(Contour labeling entries)
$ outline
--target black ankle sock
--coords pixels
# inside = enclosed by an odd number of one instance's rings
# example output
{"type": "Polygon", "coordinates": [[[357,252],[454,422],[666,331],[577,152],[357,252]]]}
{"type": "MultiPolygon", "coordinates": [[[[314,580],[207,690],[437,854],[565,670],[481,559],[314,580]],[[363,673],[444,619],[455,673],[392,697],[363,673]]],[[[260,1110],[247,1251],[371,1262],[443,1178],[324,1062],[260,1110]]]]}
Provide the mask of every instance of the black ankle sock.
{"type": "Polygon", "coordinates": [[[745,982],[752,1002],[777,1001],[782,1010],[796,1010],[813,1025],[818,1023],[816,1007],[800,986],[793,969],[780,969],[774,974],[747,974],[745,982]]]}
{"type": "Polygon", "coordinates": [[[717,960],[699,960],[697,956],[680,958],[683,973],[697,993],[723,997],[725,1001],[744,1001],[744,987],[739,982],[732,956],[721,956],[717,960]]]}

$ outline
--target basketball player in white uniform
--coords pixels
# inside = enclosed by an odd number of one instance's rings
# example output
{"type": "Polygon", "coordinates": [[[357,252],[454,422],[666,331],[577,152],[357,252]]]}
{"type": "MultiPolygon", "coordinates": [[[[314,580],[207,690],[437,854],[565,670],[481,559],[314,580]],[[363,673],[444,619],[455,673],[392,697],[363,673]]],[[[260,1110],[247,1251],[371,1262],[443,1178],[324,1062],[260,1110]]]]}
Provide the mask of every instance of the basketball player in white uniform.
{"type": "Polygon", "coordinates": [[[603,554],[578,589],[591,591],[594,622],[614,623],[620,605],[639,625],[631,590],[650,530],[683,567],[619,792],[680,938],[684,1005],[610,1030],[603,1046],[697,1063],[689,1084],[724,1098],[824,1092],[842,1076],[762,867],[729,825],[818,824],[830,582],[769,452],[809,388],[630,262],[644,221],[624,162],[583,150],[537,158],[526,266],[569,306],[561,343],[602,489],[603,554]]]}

■ **To be done**: Please render every line of the records above as a numbered list, omitting any blank lines.

■ **Task output**:
1. $ outline
2. --target black ankle sock
3. --coords pixels
4. # inside = enclosed by an odd number of one instance's rings
5. # example output
6. {"type": "Polygon", "coordinates": [[[357,252],[454,422],[666,331],[577,152],[357,252]]]}
7. {"type": "MultiPolygon", "coordinates": [[[[314,580],[207,690],[437,854],[565,670],[481,559],[314,580]],[[363,673],[444,619],[455,673],[392,697],[363,673]]],[[[260,1110],[247,1251],[371,1262],[443,1178],[324,1062],[260,1110]]]]}
8. Provide the mask of every instance of the black ankle sock.
9. {"type": "Polygon", "coordinates": [[[745,982],[752,1002],[777,1001],[782,1010],[796,1010],[813,1025],[818,1023],[816,1007],[800,986],[793,969],[780,969],[774,974],[747,974],[745,982]]]}
10. {"type": "Polygon", "coordinates": [[[717,960],[699,960],[697,956],[680,958],[683,973],[697,993],[723,997],[725,1001],[744,1001],[744,987],[739,982],[732,956],[721,956],[717,960]]]}
11. $ outline
12. --target basketball player in white uniform
13. --coords pixels
14. # inside = enclosed by an odd number of one instance's rings
15. # example output
16. {"type": "Polygon", "coordinates": [[[357,252],[454,422],[666,331],[577,152],[357,252]]]}
17. {"type": "MultiPolygon", "coordinates": [[[[314,580],[207,690],[437,854],[565,670],[481,559],[314,580]],[[363,673],[444,619],[455,673],[392,697],[363,673]]],[[[260,1110],[247,1251],[371,1262],[443,1178],[324,1062],[260,1110]]]]}
18. Provide the mask of every instance of the basketball player in white uniform.
19. {"type": "Polygon", "coordinates": [[[603,554],[578,589],[591,591],[594,622],[614,623],[620,605],[639,625],[631,590],[650,530],[683,567],[619,792],[680,938],[684,1005],[610,1030],[603,1046],[697,1063],[689,1084],[724,1098],[824,1092],[842,1076],[762,867],[729,825],[818,824],[830,582],[769,452],[809,388],[630,262],[644,221],[624,162],[583,150],[537,158],[526,266],[569,306],[561,343],[602,489],[603,554]]]}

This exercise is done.